Copy the rows below, changing "Bounding box format" to "Box coordinate format" wherever it occurs and leaving everything else as it is.

___ Input records

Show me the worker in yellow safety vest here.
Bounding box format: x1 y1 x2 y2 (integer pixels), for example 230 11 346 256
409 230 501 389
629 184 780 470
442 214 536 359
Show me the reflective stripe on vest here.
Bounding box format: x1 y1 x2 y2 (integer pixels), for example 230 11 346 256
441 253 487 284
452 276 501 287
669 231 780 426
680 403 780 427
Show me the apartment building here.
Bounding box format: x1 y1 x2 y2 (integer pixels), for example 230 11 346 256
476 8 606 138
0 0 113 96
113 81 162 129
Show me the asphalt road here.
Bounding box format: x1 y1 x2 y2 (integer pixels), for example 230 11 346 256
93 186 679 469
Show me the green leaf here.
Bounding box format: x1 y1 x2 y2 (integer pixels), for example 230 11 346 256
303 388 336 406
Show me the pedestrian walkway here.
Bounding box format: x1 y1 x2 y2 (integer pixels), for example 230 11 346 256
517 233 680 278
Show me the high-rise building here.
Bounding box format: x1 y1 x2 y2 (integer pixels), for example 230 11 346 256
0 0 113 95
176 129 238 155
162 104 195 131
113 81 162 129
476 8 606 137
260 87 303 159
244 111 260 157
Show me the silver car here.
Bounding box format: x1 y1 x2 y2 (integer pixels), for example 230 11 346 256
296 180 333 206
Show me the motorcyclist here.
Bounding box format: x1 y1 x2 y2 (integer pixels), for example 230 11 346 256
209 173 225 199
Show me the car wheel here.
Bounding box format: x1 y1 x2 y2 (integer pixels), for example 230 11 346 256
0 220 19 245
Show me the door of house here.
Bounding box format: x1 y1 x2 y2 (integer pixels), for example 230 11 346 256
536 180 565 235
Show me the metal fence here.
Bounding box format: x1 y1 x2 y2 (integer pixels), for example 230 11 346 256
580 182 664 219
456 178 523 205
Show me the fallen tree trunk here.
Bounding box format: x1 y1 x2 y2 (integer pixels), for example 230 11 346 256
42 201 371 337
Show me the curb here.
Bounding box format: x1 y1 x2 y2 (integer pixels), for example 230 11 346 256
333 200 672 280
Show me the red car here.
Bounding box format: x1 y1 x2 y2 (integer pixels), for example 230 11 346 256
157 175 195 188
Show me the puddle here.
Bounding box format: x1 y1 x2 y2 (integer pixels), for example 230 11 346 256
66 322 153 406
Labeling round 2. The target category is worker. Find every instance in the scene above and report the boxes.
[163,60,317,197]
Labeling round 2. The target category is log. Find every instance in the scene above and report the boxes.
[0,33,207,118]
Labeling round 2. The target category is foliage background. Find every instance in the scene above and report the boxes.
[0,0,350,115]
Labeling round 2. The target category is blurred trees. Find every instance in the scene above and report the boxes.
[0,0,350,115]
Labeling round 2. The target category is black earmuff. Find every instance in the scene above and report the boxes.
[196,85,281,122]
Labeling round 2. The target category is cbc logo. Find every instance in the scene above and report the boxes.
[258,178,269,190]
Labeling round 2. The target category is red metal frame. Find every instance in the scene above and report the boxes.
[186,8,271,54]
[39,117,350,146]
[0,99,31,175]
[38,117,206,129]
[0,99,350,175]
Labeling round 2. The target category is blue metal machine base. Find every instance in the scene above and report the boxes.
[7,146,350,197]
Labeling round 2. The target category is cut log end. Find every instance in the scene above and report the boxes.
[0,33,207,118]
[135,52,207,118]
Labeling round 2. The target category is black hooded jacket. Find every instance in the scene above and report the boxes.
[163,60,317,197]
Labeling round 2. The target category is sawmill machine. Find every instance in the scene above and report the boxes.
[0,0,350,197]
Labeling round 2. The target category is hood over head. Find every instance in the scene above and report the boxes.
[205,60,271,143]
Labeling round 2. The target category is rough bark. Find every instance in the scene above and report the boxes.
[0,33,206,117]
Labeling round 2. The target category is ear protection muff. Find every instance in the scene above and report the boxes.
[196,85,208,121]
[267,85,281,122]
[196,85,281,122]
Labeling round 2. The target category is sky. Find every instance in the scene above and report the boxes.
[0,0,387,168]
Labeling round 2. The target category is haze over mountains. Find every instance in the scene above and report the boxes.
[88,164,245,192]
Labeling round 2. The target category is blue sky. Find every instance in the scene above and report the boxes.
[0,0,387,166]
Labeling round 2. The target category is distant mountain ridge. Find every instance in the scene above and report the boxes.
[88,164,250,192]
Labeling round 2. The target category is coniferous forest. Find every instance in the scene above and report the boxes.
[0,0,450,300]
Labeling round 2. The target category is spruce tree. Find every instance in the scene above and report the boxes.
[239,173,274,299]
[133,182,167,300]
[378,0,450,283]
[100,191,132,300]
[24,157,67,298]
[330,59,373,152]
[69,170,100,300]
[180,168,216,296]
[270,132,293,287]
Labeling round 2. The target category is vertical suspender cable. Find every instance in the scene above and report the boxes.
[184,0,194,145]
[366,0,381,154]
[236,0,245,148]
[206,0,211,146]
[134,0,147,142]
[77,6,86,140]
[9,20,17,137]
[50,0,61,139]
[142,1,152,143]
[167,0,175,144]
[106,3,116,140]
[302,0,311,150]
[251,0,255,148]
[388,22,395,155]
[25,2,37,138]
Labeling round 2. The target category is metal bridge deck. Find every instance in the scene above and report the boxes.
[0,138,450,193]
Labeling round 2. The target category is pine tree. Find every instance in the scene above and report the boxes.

______

Problem solution:
Show me the worker in yellow safety vest here.
Box coordinate format: x1 y1 x2 y2 (integer pixels), for example 230 11 346 256
409 230 501 389
629 184 780 470
442 214 536 359
Show me the reflective stripe on vest here.
Box coordinate format: x1 y1 x2 y2 (integer pixels), for example 230 11 346 256
441 253 487 284
452 276 501 287
669 231 780 426
680 403 780 427
Show me the apartment building here.
Box coordinate format: x1 y1 x2 y2 (integer pixels), for example 230 11 346 256
476 8 606 138
0 0 113 96
113 81 162 129
Show me the asphalt road here.
Box coordinate format: x1 y1 x2 y2 (integer pixels), for example 230 11 346 256
93 186 679 469
Show me the green leaf here.
Box coordinate format: x1 y1 x2 y2 (integer pixels), for example 230 11 346 256
303 388 336 406
Show me the pedestrian walkway here.
Box coordinate format: x1 y1 x2 y2 (integer pixels), for example 230 11 346 256
517 233 680 278
Show me the high-rise building here.
Box coordinate format: x1 y1 x2 y2 (integer pixels), for example 230 11 346 256
0 0 113 95
176 129 238 155
162 104 195 131
113 81 162 129
476 8 606 137
260 87 303 159
244 111 260 157
Show me the silver car here.
Box coordinate format: x1 y1 x2 y2 (integer pixels), for example 230 11 346 256
296 180 333 206
Show me the motorcyclist here.
Box coordinate format: x1 y1 x2 y2 (integer pixels), for example 230 11 346 256
209 173 225 199
Show me the car wheel here.
Box coordinate format: x1 y1 x2 y2 (integer pixels), for example 230 11 346 256
0 220 19 245
Show me the door of house here.
Box coordinate format: x1 y1 x2 y2 (integer pixels), for example 230 11 346 256
536 180 565 235
Show me the metal fence here.
Box coordinate format: x1 y1 x2 y2 (integer pixels), for example 230 11 346 256
580 182 664 219
456 178 523 205
Show me the fallen tree trunk here.
Box coordinate format: x1 y1 x2 y2 (integer pixels), for example 230 11 346 256
42 201 371 337
Show me the curb here.
Box coordinate format: x1 y1 x2 y2 (integer pixels), for example 230 11 346 256
333 200 672 280
Show me the red car here.
Box coordinate format: x1 y1 x2 y2 (integer pixels), for example 230 11 346 256
157 175 195 188
Show me the puddle here.
Box coordinate format: x1 y1 x2 y2 (integer pixels), for example 230 11 346 256
66 322 153 406
Labeling round 2. The target category is worker. Find every instance in the scene above and report the boxes.
[163,60,317,197]
Labeling round 2. The target category is log. Find every instance in the scene above and report the boxes.
[0,33,207,118]
Labeling round 2. The target category is foliage background. Find every instance in the scene above and report the boxes.
[0,0,350,115]
Labeling round 2. The target category is blurred trees. Find every instance in the scene above and report the boxes.
[0,0,350,115]
Labeling round 2. The target category is black earmuff. Find every instance in the scene above and report the boxes.
[196,85,281,122]
Labeling round 2. The target category is cbc logo. Find every instance in the scene above and report the boxes.
[258,178,269,190]
Labeling round 2. The target category is red metal frame. Find every instance in the scene above and report the boxes.
[186,8,271,54]
[39,117,350,146]
[0,99,31,175]
[38,117,206,129]
[0,99,350,175]
Labeling round 2. The target category is blue metal machine base. Find every instance in the scene above and report the boxes.
[7,146,350,197]
Labeling round 2. The target category is cut log end. Find every instance in the scene above and report the boxes.
[0,33,207,118]
[135,52,207,118]
Labeling round 2. The target category is black hooded jacket. Find every instance in the scene above and report the boxes.
[163,60,317,197]
Labeling round 2. The target category is sawmill machine. Find every instance in the scene above and report the boxes.
[0,0,350,197]
Labeling round 2. The target category is hood over head. Find every instance in the scene above and report the boxes.
[205,60,271,143]
Labeling round 2. The target category is rough bark. Find every instance in the scene above and report the boxes.
[0,33,206,117]
Labeling round 2. The target category is ear protection muff. Find every instance in the scene above and report the boxes.
[196,85,208,121]
[267,85,281,122]
[196,85,281,122]
Labeling round 2. The target category is sky. Find every instance in the scene above and report the boxes.
[0,0,387,168]
Labeling round 2. The target category is haze over mountains. Find every instance in the scene above and report the boxes.
[88,164,245,192]
Labeling round 2. The target category is blue sky. Find every instance in the scene above and report the boxes.
[0,0,387,166]
Labeling round 2. The target category is distant mountain ridge. Find every instance in the scene above and report the boxes.
[88,164,250,192]
Labeling round 2. The target category is coniferous forest. Find every instance in the scene above and report the boxes.
[0,0,450,300]
Labeling round 2. The target category is spruce tree. Find every instance in the scene above and report the boxes.
[239,173,274,299]
[133,182,167,300]
[378,0,450,283]
[100,191,132,300]
[24,157,67,298]
[330,59,373,152]
[69,170,100,300]
[180,168,216,296]
[270,132,293,287]
Labeling round 2. The target category is vertical suspender cable. Find every instance in the scene above and report the boxes.
[184,0,194,145]
[366,0,381,154]
[236,0,245,148]
[206,0,211,146]
[134,0,147,142]
[77,6,86,140]
[9,20,17,137]
[50,0,61,139]
[142,1,152,143]
[167,0,175,144]
[106,3,116,140]
[302,0,311,150]
[251,0,255,148]
[388,22,395,155]
[25,2,37,138]
Labeling round 2. The target category is metal bridge deck. Find every instance in the scene above and report the boxes.
[0,138,450,193]
Labeling round 2. The target category is pine tree. Find every instance in the scene above and report the boxes.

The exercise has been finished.